[Start of Attachment]

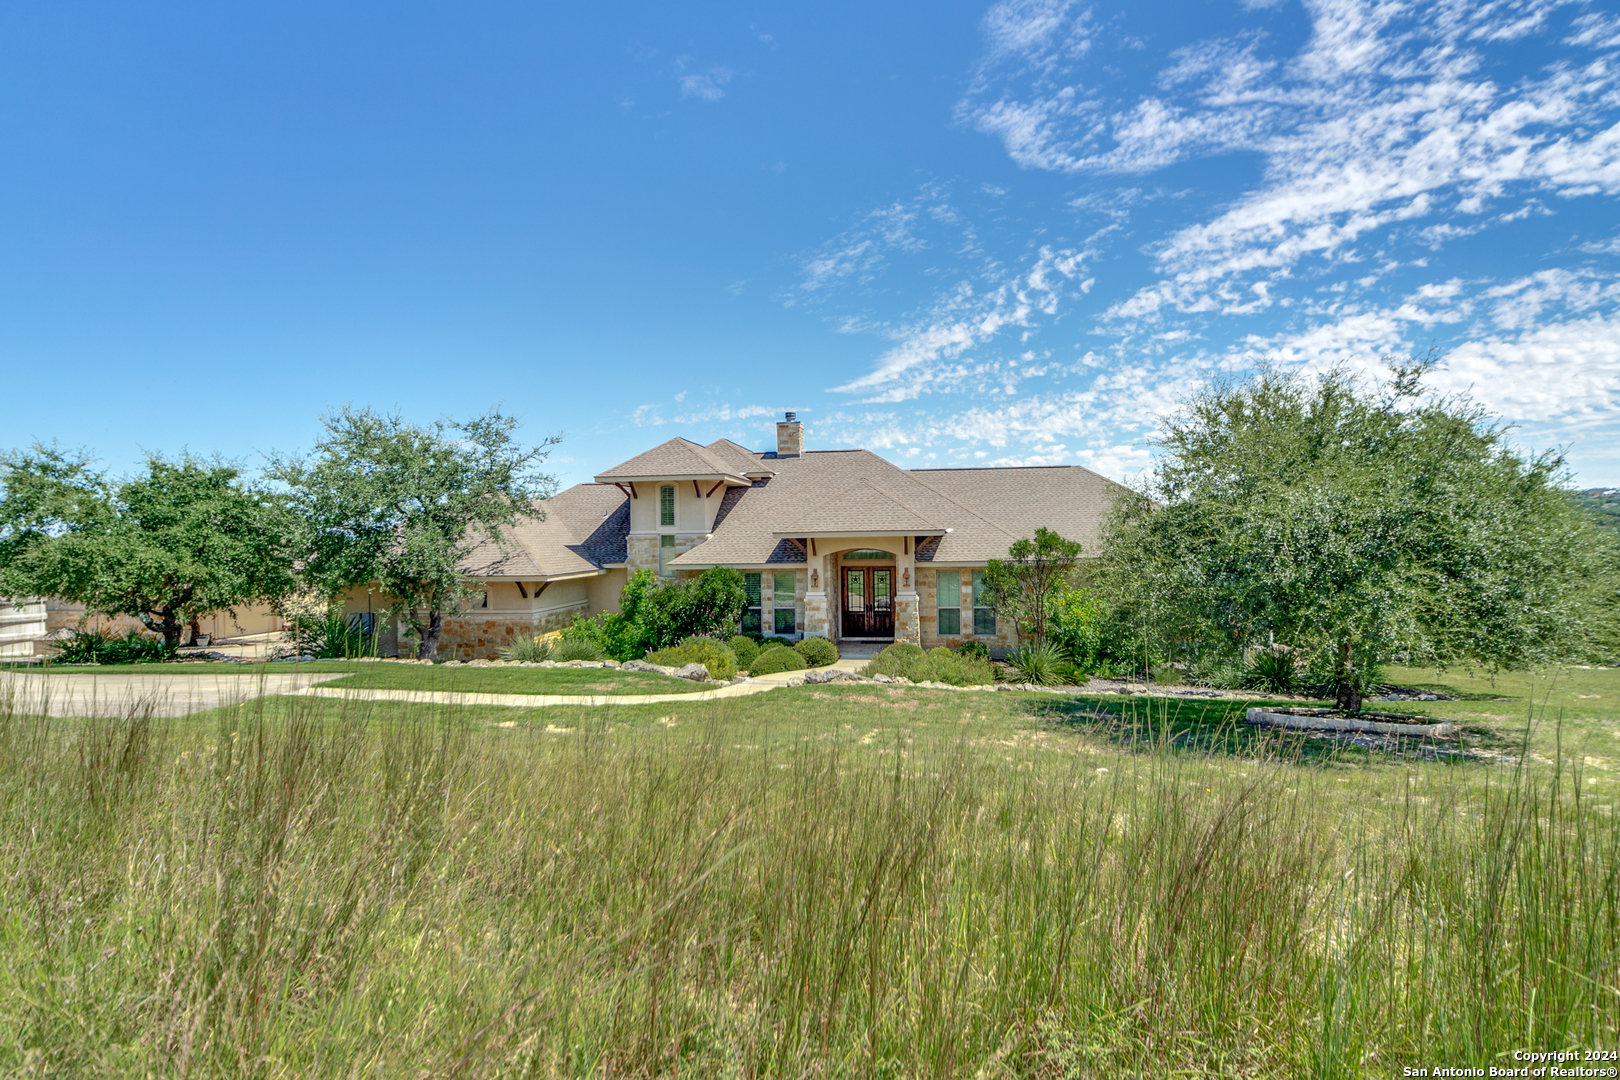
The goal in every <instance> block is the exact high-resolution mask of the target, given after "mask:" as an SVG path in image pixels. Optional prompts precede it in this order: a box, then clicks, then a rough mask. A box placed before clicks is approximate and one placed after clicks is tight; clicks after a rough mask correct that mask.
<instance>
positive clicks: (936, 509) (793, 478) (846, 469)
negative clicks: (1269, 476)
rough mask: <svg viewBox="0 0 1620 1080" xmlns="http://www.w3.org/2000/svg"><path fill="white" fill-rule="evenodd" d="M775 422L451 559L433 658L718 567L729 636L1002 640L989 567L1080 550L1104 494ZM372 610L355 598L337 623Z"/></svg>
mask: <svg viewBox="0 0 1620 1080" xmlns="http://www.w3.org/2000/svg"><path fill="white" fill-rule="evenodd" d="M804 442H805V429H804V424H802V423H799V421H797V419H795V416H794V415H792V413H787V418H786V419H784V421H782V423H779V424H778V426H776V450H774V452H763V453H761V452H755V450H748V449H747V447H742V445H739V444H735V442H731V440H726V439H721V440H718V442H711V444H708V445H700V444H697V442H690V440H687V439H671V440H669V442H664V444H661V445H656V447H653V449H651V450H648V452H645V453H640V455H637V457H633V458H630V460H629V461H624V463H622V465H616V466H614V468H611V470H608V471H604V473H601V474H599V476H596V478H595V483H591V484H577V486H575V487H570V489H567V491H564V492H559V494H557V495H554V497H552V499H548V500H544V502H543V504H541V505H539V508H541V512H543V515H544V517H539V518H535V520H530V521H527V523H523V525H522V526H518V528H517V529H509V531H507V534H505V541H504V542H502V544H501V546H494V544H484V546H481V547H478V549H476V551H475V554H473V557H471V559H470V560H468V563H467V573H468V576H470V578H473V580H476V581H480V583H481V589H480V593H481V596H480V606H478V607H476V609H473V610H470V612H467V614H463V615H460V617H455V619H447V620H445V628H444V636H442V640H441V656H445V657H455V659H478V657H492V656H494V654H496V651H497V649H499V648H501V646H504V644H509V643H510V641H514V640H515V638H522V636H533V635H536V633H544V631H549V630H559V628H562V627H565V625H567V623H569V622H570V620H573V617H575V615H578V614H596V612H604V610H617V604H619V591H620V589H622V588H624V583H625V580H627V576H629V575H630V573H633V572H635V570H642V568H648V570H656V572H658V573H659V575H661V576H664V578H682V576H692V575H697V573H701V572H703V570H706V568H710V567H734V568H737V570H740V572H742V573H744V575H745V580H747V583H748V597H750V601H752V602H750V607H748V612H747V614H745V615H744V623H742V628H744V630H760V631H763V633H776V635H782V636H787V638H799V636H804V635H821V636H826V638H833V640H834V641H846V643H854V641H859V643H885V641H915V643H919V644H922V646H923V648H933V646H938V644H948V646H954V644H961V643H962V641H964V640H967V638H977V640H982V641H985V643H987V644H988V646H990V648H991V651H995V653H996V654H1000V653H1003V651H1004V649H1006V648H1009V646H1011V644H1014V641H1016V636H1014V631H1013V628H1011V627H1008V625H1004V620H998V619H996V617H995V614H993V612H991V610H988V609H987V607H983V606H980V604H977V602H975V599H977V597H978V596H980V588H978V586H980V576H982V572H983V570H985V565H987V563H988V560H991V559H1001V557H1006V552H1008V547H1009V546H1011V544H1013V541H1016V539H1019V538H1024V536H1032V534H1034V533H1035V529H1037V528H1040V526H1047V528H1051V529H1056V531H1058V533H1061V534H1063V536H1068V538H1071V539H1077V541H1081V542H1082V544H1084V546H1085V551H1087V552H1095V551H1097V547H1098V542H1097V541H1098V533H1100V528H1102V523H1103V518H1105V517H1106V515H1108V512H1110V508H1111V505H1113V500H1115V497H1116V495H1118V494H1119V492H1121V491H1123V489H1121V487H1119V486H1118V484H1115V483H1113V481H1108V479H1105V478H1103V476H1098V474H1097V473H1092V471H1089V470H1084V468H1079V466H1047V468H936V470H935V468H930V470H904V468H899V466H897V465H893V463H889V461H886V460H883V458H881V457H878V455H875V453H872V452H870V450H807V449H805V445H804ZM373 606H374V607H376V609H377V610H381V609H382V607H384V606H386V604H384V602H382V597H369V596H366V594H363V593H355V594H352V596H350V599H348V610H350V612H361V614H363V612H368V610H373Z"/></svg>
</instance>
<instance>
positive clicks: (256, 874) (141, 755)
mask: <svg viewBox="0 0 1620 1080" xmlns="http://www.w3.org/2000/svg"><path fill="white" fill-rule="evenodd" d="M496 670H499V669H496ZM473 674H478V672H476V670H455V672H454V677H455V680H460V678H465V677H468V675H473ZM585 674H591V672H585ZM1413 678H1416V675H1414V677H1413ZM1424 682H1435V677H1434V675H1432V674H1429V675H1427V677H1426V678H1424ZM1440 682H1445V683H1447V685H1450V687H1453V688H1456V690H1464V691H1468V693H1486V691H1482V690H1481V691H1476V690H1471V687H1473V683H1466V675H1458V674H1456V672H1453V674H1450V675H1447V677H1442V678H1440ZM1464 683H1466V685H1464ZM1486 688H1487V690H1489V691H1492V695H1490V696H1492V698H1510V701H1490V699H1479V698H1474V699H1464V701H1456V703H1426V704H1427V708H1429V709H1432V711H1435V712H1443V711H1447V709H1458V711H1468V709H1473V708H1476V706H1477V708H1479V709H1482V711H1479V712H1473V714H1471V717H1473V719H1471V721H1469V724H1471V732H1473V742H1471V743H1469V745H1471V746H1473V748H1474V750H1477V751H1479V753H1477V755H1476V756H1460V758H1450V759H1426V758H1424V756H1421V755H1390V753H1380V751H1369V750H1364V748H1354V746H1341V745H1336V743H1328V742H1325V740H1302V738H1294V737H1280V735H1275V733H1273V735H1265V733H1257V732H1251V730H1247V729H1243V727H1241V725H1238V724H1236V722H1234V721H1236V719H1238V717H1239V716H1241V708H1243V704H1241V703H1189V701H1165V699H1140V698H1124V699H1121V698H1093V699H1064V698H1053V696H1048V695H1024V693H993V695H991V693H972V695H969V693H948V691H928V690H912V688H904V690H902V688H880V687H870V685H863V687H802V688H794V690H778V691H773V693H768V695H760V696H755V698H742V699H731V701H711V703H672V704H659V706H609V708H598V709H557V708H554V709H509V708H494V706H492V708H473V709H445V708H433V706H399V704H377V703H347V701H342V703H340V701H327V699H311V698H271V699H259V701H254V703H248V704H246V706H241V708H237V709H222V711H219V712H214V714H204V716H194V717H186V719H180V721H159V719H149V717H141V716H126V717H118V719H105V721H52V719H40V717H31V716H15V714H5V712H0V763H3V767H0V810H3V813H0V865H3V878H0V891H3V897H0V908H3V915H0V933H3V949H5V955H6V963H5V965H0V1072H5V1074H8V1075H11V1074H16V1075H63V1077H66V1075H73V1077H81V1075H109V1077H110V1075H118V1077H122V1075H177V1077H178V1075H198V1077H204V1075H206V1077H214V1075H232V1077H238V1075H240V1077H295V1075H296V1077H327V1075H332V1077H337V1075H342V1077H399V1075H413V1077H416V1075H454V1077H473V1075H478V1077H497V1075H525V1077H530V1075H533V1077H609V1075H612V1077H679V1075H687V1077H846V1075H857V1077H1042V1078H1047V1077H1093V1075H1095V1077H1103V1075H1108V1077H1113V1075H1152V1077H1171V1075H1187V1077H1192V1075H1228V1077H1366V1075H1392V1077H1398V1075H1401V1067H1403V1065H1413V1067H1419V1065H1422V1067H1432V1065H1437V1064H1439V1065H1453V1067H1455V1065H1469V1064H1473V1065H1490V1064H1495V1065H1511V1064H1513V1061H1511V1052H1513V1051H1515V1049H1570V1048H1581V1049H1588V1048H1589V1049H1614V1048H1617V1044H1620V823H1617V819H1615V816H1614V805H1615V795H1617V790H1615V789H1614V787H1612V784H1610V779H1612V777H1610V776H1609V769H1607V761H1609V759H1610V758H1614V756H1615V753H1614V743H1615V738H1617V733H1620V717H1617V711H1615V709H1614V706H1612V704H1605V703H1612V701H1614V699H1615V696H1620V672H1614V670H1607V672H1579V674H1576V675H1573V677H1571V678H1568V680H1565V682H1562V683H1560V682H1552V683H1544V682H1526V683H1524V685H1523V687H1518V685H1515V683H1510V682H1507V680H1497V685H1495V687H1490V685H1489V683H1487V685H1486ZM1588 695H1602V696H1588ZM1486 706H1489V709H1486ZM1560 712H1562V719H1560ZM1490 717H1503V719H1490ZM1531 719H1536V724H1534V727H1531V725H1529V721H1531ZM1520 746H1529V755H1528V756H1521V755H1520V753H1518V748H1520ZM1594 761H1599V763H1602V764H1594ZM1594 780H1597V782H1596V784H1594Z"/></svg>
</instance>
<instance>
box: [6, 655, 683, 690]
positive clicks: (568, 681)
mask: <svg viewBox="0 0 1620 1080" xmlns="http://www.w3.org/2000/svg"><path fill="white" fill-rule="evenodd" d="M0 670H28V672H34V674H57V675H75V674H79V675H84V674H96V672H118V674H141V675H147V674H149V675H222V674H224V675H258V674H259V672H271V674H287V675H290V674H303V675H322V674H334V672H342V674H345V675H347V678H334V680H332V682H327V683H322V685H326V687H347V688H356V690H358V688H366V690H450V691H458V693H525V695H535V693H561V695H620V693H692V691H695V690H713V687H705V685H700V683H693V682H689V680H685V678H672V677H669V675H658V674H653V672H619V670H614V669H611V667H462V665H460V664H454V665H452V664H434V665H416V664H376V662H355V661H313V662H305V664H285V662H274V664H118V665H109V667H97V665H68V664H55V665H52V667H15V669H0Z"/></svg>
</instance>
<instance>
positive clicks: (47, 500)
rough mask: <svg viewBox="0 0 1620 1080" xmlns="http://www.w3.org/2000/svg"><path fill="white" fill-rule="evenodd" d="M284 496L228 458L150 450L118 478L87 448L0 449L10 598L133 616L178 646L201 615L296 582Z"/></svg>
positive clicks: (1, 503)
mask: <svg viewBox="0 0 1620 1080" xmlns="http://www.w3.org/2000/svg"><path fill="white" fill-rule="evenodd" d="M287 534H288V518H287V515H285V510H283V507H282V504H280V500H279V499H275V497H274V495H272V494H271V492H266V491H264V489H261V487H258V486H254V484H249V483H246V481H243V479H241V474H240V473H238V470H237V468H235V466H232V465H227V463H224V461H219V460H203V458H196V457H191V455H185V457H181V458H178V460H168V458H164V457H159V455H152V457H149V458H147V461H146V471H144V473H141V474H136V476H130V478H122V479H113V478H109V476H107V474H105V473H100V471H97V470H96V468H92V461H91V458H89V457H87V455H84V453H76V452H63V450H60V449H57V447H42V445H36V447H32V449H31V450H19V452H10V453H5V455H0V596H6V594H8V596H29V594H32V596H62V597H65V599H70V601H78V602H83V604H84V606H86V609H87V610H91V612H97V614H104V615H133V617H136V619H139V620H141V622H143V623H144V625H146V627H147V628H149V630H152V631H156V633H160V635H162V636H164V641H165V643H167V644H168V646H175V644H178V643H180V635H181V631H183V630H185V628H186V625H188V623H191V622H193V620H194V619H196V617H198V615H201V614H203V612H209V610H222V609H225V610H230V609H235V607H238V606H241V604H249V602H259V601H277V599H280V597H283V596H285V594H287V593H288V591H290V589H292V588H293V585H295V578H293V573H292V557H290V554H288V546H287Z"/></svg>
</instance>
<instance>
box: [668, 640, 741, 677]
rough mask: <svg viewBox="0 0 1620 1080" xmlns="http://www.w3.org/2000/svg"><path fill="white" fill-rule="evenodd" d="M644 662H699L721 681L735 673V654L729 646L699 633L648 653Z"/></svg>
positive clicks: (673, 662) (735, 664)
mask: <svg viewBox="0 0 1620 1080" xmlns="http://www.w3.org/2000/svg"><path fill="white" fill-rule="evenodd" d="M646 662H648V664H663V665H664V667H684V665H685V664H701V665H703V667H706V669H708V674H710V678H718V680H721V682H724V680H727V678H731V677H732V675H735V674H737V654H735V653H732V649H731V646H729V644H726V643H724V641H716V640H714V638H705V636H701V635H693V636H690V638H687V640H684V641H682V643H680V644H677V646H674V648H671V649H658V651H656V653H648V654H646Z"/></svg>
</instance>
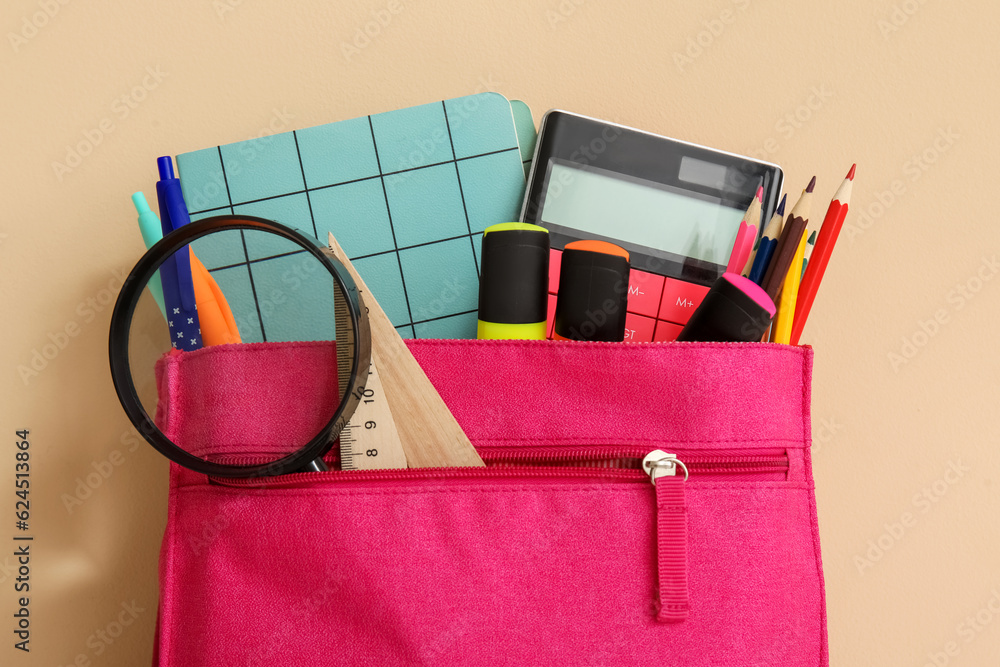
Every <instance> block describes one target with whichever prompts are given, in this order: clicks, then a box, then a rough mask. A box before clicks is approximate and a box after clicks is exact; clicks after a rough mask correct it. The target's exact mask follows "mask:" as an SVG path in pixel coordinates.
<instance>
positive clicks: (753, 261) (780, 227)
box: [747, 194, 788, 285]
mask: <svg viewBox="0 0 1000 667" xmlns="http://www.w3.org/2000/svg"><path fill="white" fill-rule="evenodd" d="M786 199H788V195H787V194H786V195H783V196H782V197H781V203H780V204H778V209H777V210H776V211H775V212H774V215H772V216H771V220H770V221H769V222H768V223H767V227H765V228H764V234H763V235H762V236H761V237H760V243H759V244H758V245H757V253H756V255H754V260H753V268H752V269H750V274H749V275H748V276H747V278H749V279H750V280H752V281H754V282H755V283H757V284H758V285H759V284H760V282H761V280H762V279H763V278H764V272H765V271H767V265H768V263H769V262H770V261H771V256H772V255H773V254H774V248H775V246H777V245H778V238H779V237H780V236H781V221H782V220H783V219H784V217H785V200H786Z"/></svg>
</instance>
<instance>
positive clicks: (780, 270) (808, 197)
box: [760, 176, 816, 303]
mask: <svg viewBox="0 0 1000 667" xmlns="http://www.w3.org/2000/svg"><path fill="white" fill-rule="evenodd" d="M815 187H816V177H815V176H813V177H812V180H811V181H809V185H808V186H806V189H805V190H803V191H802V196H801V197H799V200H798V201H797V202H795V206H794V207H792V212H791V213H789V214H788V219H787V220H785V228H784V230H782V232H781V238H780V239H778V246H777V247H776V248H775V250H774V258H773V259H772V260H771V262H770V263H769V264H768V267H767V273H765V274H764V279H763V280H762V281H761V283H760V286H761V287H762V288H763V289H764V291H765V292H767V295H768V296H769V297H771V300H772V301H774V302H775V303H777V302H778V294H780V293H781V288H782V285H783V284H784V282H785V274H787V273H788V267H789V266H791V264H792V257H793V256H794V255H795V251H796V249H797V248H798V247H799V241H800V240H802V236H803V234H805V231H806V225H807V224H809V209H810V206H811V203H812V192H813V189H815Z"/></svg>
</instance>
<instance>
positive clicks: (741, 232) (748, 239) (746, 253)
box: [726, 187, 764, 273]
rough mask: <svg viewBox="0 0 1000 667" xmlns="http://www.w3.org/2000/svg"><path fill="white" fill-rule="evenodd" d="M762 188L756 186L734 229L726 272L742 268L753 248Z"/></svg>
mask: <svg viewBox="0 0 1000 667" xmlns="http://www.w3.org/2000/svg"><path fill="white" fill-rule="evenodd" d="M763 193H764V188H762V187H758V188H757V193H756V194H755V195H754V198H753V201H751V202H750V206H749V207H748V208H747V210H746V212H745V213H744V214H743V219H742V220H741V221H740V226H739V229H738V230H737V231H736V241H735V242H734V243H733V250H732V252H731V253H730V254H729V262H728V263H727V264H726V272H727V273H735V272H736V271H740V270H741V269H742V268H743V265H744V264H746V262H747V255H749V254H750V251H751V250H752V249H753V242H754V239H755V238H757V226H758V225H759V224H760V204H761V197H762V196H763Z"/></svg>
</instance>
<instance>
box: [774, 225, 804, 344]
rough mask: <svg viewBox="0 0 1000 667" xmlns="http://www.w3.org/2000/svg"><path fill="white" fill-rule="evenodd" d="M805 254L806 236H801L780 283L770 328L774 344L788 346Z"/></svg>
mask: <svg viewBox="0 0 1000 667" xmlns="http://www.w3.org/2000/svg"><path fill="white" fill-rule="evenodd" d="M805 252H806V235H805V234H802V238H801V239H800V240H799V244H798V247H796V248H795V254H794V255H793V256H792V263H791V266H789V267H788V272H787V273H786V274H785V279H784V281H782V283H783V284H782V288H781V299H780V300H779V303H778V312H777V313H776V314H775V316H774V327H772V331H773V332H774V333H773V336H774V342H775V343H783V344H785V345H788V344H789V342H790V341H791V336H792V323H793V322H794V320H795V299H796V297H797V296H798V295H799V282H800V279H801V276H802V260H803V259H804V255H805Z"/></svg>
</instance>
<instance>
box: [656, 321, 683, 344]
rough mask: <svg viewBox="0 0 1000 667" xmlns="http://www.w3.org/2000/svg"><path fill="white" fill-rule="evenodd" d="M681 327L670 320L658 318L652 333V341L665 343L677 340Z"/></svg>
mask: <svg viewBox="0 0 1000 667" xmlns="http://www.w3.org/2000/svg"><path fill="white" fill-rule="evenodd" d="M682 328H683V327H680V326H678V325H676V324H673V323H672V322H664V321H663V320H658V321H657V322H656V333H654V334H653V342H655V343H666V342H669V341H672V340H677V336H678V335H679V334H680V332H681V329H682Z"/></svg>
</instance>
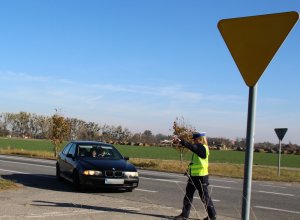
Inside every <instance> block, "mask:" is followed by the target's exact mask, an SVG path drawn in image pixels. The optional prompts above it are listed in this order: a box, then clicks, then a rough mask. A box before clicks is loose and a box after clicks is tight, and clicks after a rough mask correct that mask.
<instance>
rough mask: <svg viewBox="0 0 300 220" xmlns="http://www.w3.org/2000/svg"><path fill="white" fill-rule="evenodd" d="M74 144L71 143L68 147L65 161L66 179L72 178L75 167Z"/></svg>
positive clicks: (75, 147)
mask: <svg viewBox="0 0 300 220" xmlns="http://www.w3.org/2000/svg"><path fill="white" fill-rule="evenodd" d="M76 147H77V146H76V144H75V143H73V144H72V146H71V147H70V149H69V151H68V153H67V155H66V160H65V175H66V177H67V178H69V179H72V178H73V170H74V168H75V167H76Z"/></svg>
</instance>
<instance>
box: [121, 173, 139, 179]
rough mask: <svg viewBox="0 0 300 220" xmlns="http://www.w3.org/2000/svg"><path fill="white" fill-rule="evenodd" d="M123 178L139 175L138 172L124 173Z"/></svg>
mask: <svg viewBox="0 0 300 220" xmlns="http://www.w3.org/2000/svg"><path fill="white" fill-rule="evenodd" d="M124 176H125V177H129V178H130V177H138V176H139V174H138V172H124Z"/></svg>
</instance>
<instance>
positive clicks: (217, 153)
mask: <svg viewBox="0 0 300 220" xmlns="http://www.w3.org/2000/svg"><path fill="white" fill-rule="evenodd" d="M66 143H67V142H66ZM66 143H64V144H63V146H64V145H65V144H66ZM52 147H53V145H52V143H51V141H50V140H25V139H5V138H0V149H1V148H2V149H3V148H10V149H23V150H26V151H39V152H45V153H48V152H49V153H50V152H52ZM116 147H117V148H118V149H119V150H120V152H121V153H122V154H123V155H125V156H128V157H130V158H147V159H159V160H179V152H178V151H176V150H175V149H174V148H170V147H139V146H126V145H116ZM191 155H192V154H191V152H189V151H188V152H187V153H185V154H184V160H185V161H189V160H190V158H191ZM244 158H245V153H244V152H240V151H218V150H211V151H210V162H211V163H229V164H244ZM299 160H300V156H299V155H291V154H282V155H281V167H290V168H300V162H299ZM253 164H254V165H262V166H274V167H277V164H278V155H277V154H270V153H254V156H253Z"/></svg>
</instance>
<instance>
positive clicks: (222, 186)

[End of Attachment]

Reproduce each line of the records in which the string "that" appears.

The goal in every <instance> block is the exact high-resolution mask of the target, given after "mask:" as an SVG path in image pixels. Optional prompts precede it in this order: a box, then clicks, then a rough mask. A box placed before clicks is approximate and one placed after clicks is tight; clicks after a rough mask correct that mask.
Inside every <instance> block, "mask:" is followed by the target's exact mask, an SVG path drawn in image pixels. The optional prompts above it are listed in this order: a box, then clicks, then a rough mask. A box before clicks is loose and a box after clicks is tight, and clicks after a rough mask correct that mask.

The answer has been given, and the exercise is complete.